**Problem:** Copy the entries from the start through the line with "pixel 206 328", swapping "road sign" for "traffic sign" and leaving everything else unchanged. Omit the pictures.
____
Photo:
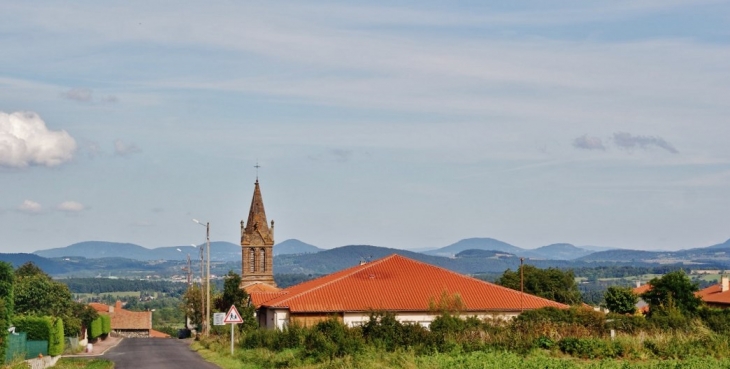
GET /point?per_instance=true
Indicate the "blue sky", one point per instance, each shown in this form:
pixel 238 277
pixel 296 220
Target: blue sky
pixel 399 124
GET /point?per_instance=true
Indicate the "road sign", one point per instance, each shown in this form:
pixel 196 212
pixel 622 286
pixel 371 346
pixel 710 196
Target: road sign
pixel 233 316
pixel 218 318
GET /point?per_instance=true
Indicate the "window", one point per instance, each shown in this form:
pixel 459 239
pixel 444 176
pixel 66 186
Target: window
pixel 252 260
pixel 262 253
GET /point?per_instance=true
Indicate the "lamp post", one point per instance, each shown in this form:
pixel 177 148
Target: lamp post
pixel 202 293
pixel 522 284
pixel 206 328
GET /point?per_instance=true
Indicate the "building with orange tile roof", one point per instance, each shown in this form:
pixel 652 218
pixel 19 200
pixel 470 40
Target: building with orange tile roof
pixel 126 323
pixel 717 295
pixel 404 286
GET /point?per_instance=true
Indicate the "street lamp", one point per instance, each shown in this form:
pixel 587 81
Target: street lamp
pixel 206 329
pixel 202 293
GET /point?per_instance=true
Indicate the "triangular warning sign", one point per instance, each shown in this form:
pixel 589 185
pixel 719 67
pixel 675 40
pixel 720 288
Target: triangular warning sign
pixel 233 316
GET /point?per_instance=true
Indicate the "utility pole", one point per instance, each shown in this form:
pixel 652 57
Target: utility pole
pixel 207 292
pixel 522 284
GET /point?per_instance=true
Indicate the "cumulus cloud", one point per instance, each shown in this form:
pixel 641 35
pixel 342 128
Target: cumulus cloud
pixel 78 94
pixel 86 95
pixel 341 155
pixel 71 206
pixel 25 140
pixel 588 143
pixel 31 207
pixel 625 140
pixel 122 149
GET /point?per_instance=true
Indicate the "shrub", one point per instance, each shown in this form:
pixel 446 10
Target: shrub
pixel 56 340
pixel 106 324
pixel 38 328
pixel 587 348
pixel 95 329
pixel 7 276
pixel 716 319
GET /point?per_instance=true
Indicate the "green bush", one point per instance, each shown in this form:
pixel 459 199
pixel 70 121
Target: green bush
pixel 106 324
pixel 7 277
pixel 38 328
pixel 716 319
pixel 56 340
pixel 630 324
pixel 587 348
pixel 95 329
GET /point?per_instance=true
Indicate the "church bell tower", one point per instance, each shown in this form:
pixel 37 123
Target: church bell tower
pixel 257 244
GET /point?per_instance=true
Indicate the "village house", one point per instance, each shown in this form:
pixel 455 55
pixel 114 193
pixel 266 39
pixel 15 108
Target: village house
pixel 126 323
pixel 397 284
pixel 411 289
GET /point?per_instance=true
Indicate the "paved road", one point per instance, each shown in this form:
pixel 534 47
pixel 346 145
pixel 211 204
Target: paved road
pixel 155 353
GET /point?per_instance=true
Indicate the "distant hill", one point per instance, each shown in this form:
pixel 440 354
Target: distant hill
pixel 476 244
pixel 293 246
pixel 47 265
pixel 219 251
pixel 559 251
pixel 484 254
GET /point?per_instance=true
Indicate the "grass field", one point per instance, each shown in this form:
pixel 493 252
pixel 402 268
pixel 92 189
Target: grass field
pixel 116 295
pixel 261 358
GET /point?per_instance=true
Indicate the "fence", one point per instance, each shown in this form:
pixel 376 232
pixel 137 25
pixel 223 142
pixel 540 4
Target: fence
pixel 16 346
pixel 34 348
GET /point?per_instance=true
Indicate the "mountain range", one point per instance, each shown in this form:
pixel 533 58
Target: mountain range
pixel 473 255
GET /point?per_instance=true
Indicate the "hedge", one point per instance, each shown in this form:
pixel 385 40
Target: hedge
pixel 95 330
pixel 38 328
pixel 7 276
pixel 106 324
pixel 56 341
pixel 42 328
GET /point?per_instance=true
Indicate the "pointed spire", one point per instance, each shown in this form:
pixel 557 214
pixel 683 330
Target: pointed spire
pixel 256 226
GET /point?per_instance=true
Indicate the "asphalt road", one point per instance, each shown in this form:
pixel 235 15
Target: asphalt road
pixel 155 353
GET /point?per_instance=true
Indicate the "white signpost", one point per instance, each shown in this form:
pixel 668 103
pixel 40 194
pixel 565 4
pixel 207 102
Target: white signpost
pixel 218 318
pixel 232 317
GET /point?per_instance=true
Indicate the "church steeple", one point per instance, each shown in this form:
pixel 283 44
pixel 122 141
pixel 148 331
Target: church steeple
pixel 257 244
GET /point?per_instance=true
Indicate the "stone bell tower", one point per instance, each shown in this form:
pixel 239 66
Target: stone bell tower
pixel 257 244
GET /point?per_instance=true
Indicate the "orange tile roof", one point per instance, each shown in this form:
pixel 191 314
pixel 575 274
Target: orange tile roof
pixel 260 287
pixel 714 295
pixel 397 283
pixel 158 334
pixel 641 289
pixel 125 319
pixel 259 298
pixel 99 307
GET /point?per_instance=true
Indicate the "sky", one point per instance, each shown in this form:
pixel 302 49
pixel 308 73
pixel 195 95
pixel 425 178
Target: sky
pixel 391 123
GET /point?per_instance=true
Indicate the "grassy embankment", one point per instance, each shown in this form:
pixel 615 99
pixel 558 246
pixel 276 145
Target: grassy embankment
pixel 217 351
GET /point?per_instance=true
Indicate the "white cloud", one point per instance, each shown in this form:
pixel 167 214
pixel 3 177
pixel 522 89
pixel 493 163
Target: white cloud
pixel 71 206
pixel 121 148
pixel 627 141
pixel 31 207
pixel 25 140
pixel 78 94
pixel 588 143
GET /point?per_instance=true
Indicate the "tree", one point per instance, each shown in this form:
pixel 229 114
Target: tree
pixel 621 300
pixel 37 294
pixel 552 283
pixel 7 279
pixel 673 290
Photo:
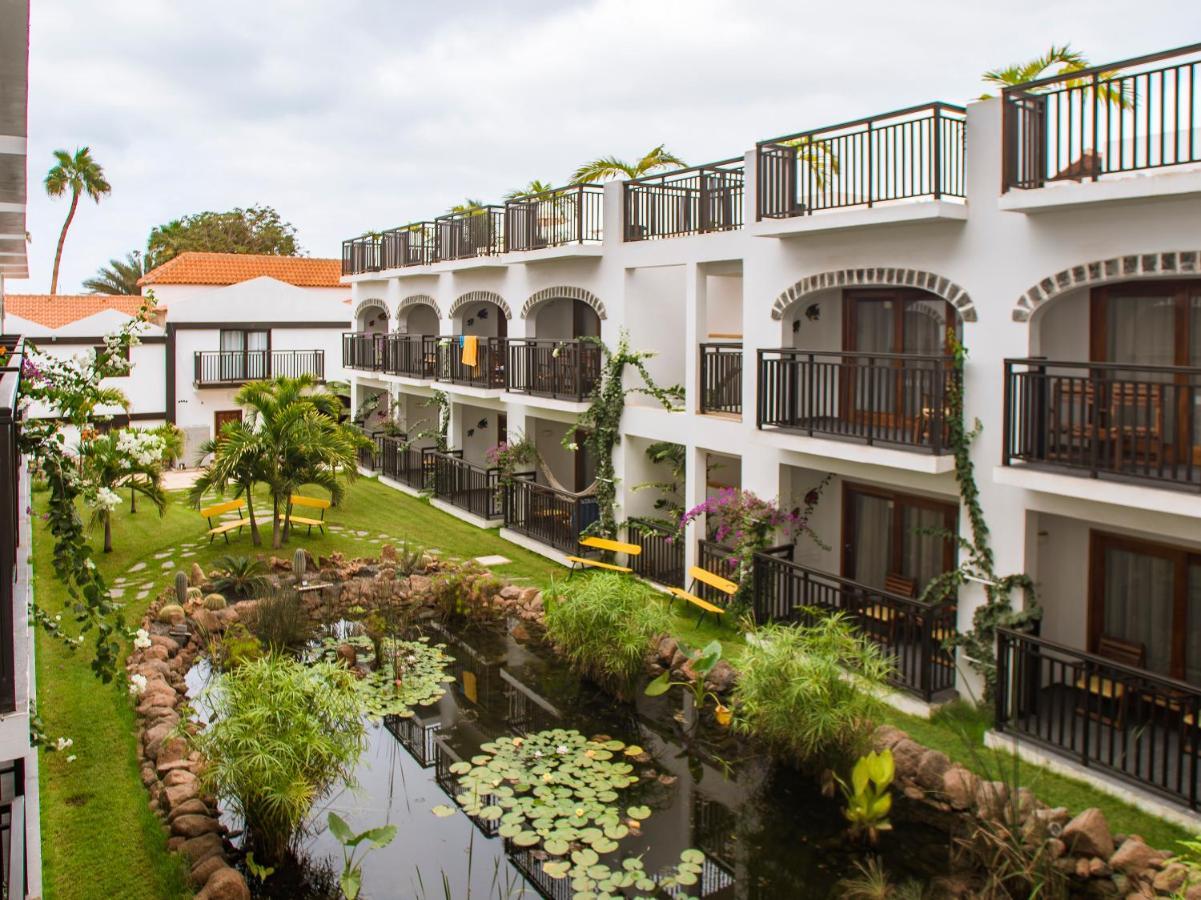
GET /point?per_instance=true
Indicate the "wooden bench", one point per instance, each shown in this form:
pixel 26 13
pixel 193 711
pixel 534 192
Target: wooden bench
pixel 309 504
pixel 713 580
pixel 603 544
pixel 225 528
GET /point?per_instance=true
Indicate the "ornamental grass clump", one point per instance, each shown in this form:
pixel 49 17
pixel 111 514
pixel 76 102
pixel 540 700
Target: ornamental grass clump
pixel 811 691
pixel 282 734
pixel 604 624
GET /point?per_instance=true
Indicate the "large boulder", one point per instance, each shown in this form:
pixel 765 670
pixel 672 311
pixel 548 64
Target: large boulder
pixel 1088 835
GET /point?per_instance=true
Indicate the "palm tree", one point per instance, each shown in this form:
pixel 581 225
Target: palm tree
pixel 1057 60
pixel 604 168
pixel 79 174
pixel 103 465
pixel 120 276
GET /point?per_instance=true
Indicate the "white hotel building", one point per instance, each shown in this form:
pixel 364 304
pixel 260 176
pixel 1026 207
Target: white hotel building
pixel 805 310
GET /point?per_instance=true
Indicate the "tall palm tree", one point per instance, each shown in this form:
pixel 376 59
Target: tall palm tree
pixel 120 276
pixel 604 168
pixel 79 174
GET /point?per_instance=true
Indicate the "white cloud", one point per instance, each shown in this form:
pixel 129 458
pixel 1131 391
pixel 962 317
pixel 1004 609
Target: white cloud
pixel 359 114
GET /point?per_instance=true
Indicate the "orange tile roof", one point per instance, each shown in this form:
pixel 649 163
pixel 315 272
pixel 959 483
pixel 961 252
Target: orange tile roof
pixel 57 310
pixel 197 268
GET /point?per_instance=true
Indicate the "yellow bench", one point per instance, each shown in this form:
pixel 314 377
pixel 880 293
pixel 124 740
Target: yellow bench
pixel 225 528
pixel 713 580
pixel 309 504
pixel 603 544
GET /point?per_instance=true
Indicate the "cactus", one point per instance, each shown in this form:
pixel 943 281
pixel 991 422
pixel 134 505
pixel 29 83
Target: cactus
pixel 172 614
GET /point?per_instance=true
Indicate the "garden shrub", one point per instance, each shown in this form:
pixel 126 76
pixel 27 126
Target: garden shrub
pixel 282 734
pixel 604 624
pixel 811 691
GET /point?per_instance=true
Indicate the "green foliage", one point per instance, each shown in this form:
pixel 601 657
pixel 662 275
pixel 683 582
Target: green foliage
pixel 240 577
pixel 601 422
pixel 281 735
pixel 867 797
pixel 604 624
pixel 794 692
pixel 255 230
pixel 352 864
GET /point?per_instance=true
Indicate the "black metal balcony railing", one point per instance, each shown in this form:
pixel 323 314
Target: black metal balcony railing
pixel 1122 117
pixel 662 556
pixel 1140 422
pixel 11 359
pixel 562 369
pixel 237 367
pixel 909 154
pixel 360 255
pixel 689 201
pixel 1124 721
pixel 876 398
pixel 557 218
pixel 487 371
pixel 467 486
pixel 408 245
pixel 467 234
pixel 912 633
pixel 548 516
pixel 721 377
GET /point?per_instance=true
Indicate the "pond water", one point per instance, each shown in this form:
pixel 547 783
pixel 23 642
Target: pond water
pixel 765 829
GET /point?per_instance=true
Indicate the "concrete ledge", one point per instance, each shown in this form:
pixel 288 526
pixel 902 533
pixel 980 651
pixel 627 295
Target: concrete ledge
pixel 901 213
pixel 1149 185
pixel 470 518
pixel 1143 800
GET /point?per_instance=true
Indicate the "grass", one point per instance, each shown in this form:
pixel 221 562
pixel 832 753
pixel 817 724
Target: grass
pixel 94 810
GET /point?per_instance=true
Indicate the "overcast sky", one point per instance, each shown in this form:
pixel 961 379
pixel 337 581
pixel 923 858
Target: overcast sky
pixel 348 115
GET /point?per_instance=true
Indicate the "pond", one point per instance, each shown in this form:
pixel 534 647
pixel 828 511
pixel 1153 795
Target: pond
pixel 764 829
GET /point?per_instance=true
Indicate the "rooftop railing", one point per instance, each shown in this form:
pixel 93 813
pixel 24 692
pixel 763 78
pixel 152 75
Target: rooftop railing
pixel 557 218
pixel 904 155
pixel 1141 113
pixel 688 201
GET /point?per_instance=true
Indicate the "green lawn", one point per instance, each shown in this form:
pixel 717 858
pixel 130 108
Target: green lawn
pixel 100 839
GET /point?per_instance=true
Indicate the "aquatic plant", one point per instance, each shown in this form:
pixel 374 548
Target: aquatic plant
pixel 351 880
pixel 281 735
pixel 555 787
pixel 604 624
pixel 701 662
pixel 404 675
pixel 240 577
pixel 867 797
pixel 811 691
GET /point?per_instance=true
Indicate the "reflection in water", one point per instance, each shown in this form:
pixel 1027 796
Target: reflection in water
pixel 764 829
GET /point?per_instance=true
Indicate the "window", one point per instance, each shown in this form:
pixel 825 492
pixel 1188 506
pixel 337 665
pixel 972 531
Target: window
pixel 888 534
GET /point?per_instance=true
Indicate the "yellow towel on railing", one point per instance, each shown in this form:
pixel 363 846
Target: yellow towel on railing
pixel 470 350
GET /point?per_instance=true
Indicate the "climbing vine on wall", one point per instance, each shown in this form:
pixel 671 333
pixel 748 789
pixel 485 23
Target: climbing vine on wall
pixel 979 643
pixel 602 421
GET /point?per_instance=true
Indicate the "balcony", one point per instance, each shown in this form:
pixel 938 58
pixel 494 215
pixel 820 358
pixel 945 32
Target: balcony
____
**Result for this exercise:**
Photo:
GET /point?per_instance=true
Indicate the "blue sky", one point per instance, each shown in this form:
pixel 238 277
pixel 296 220
Target: blue sky
pixel 399 124
GET /point?per_instance=true
Indicate the "traffic sign", one point per instance, each shown in this form:
pixel 196 212
pixel 622 286
pixel 371 346
pixel 710 196
Target: traffic sign
pixel 233 316
pixel 218 318
GET /point?per_instance=true
Indicate the "window", one point per instance, each shown in this form:
pixel 459 239
pixel 444 176
pixel 66 186
Target: window
pixel 252 260
pixel 262 253
GET /point?per_instance=true
Indicate the "lamp post", one point per instance, each shown in this form:
pixel 177 148
Target: lamp post
pixel 202 293
pixel 522 284
pixel 206 328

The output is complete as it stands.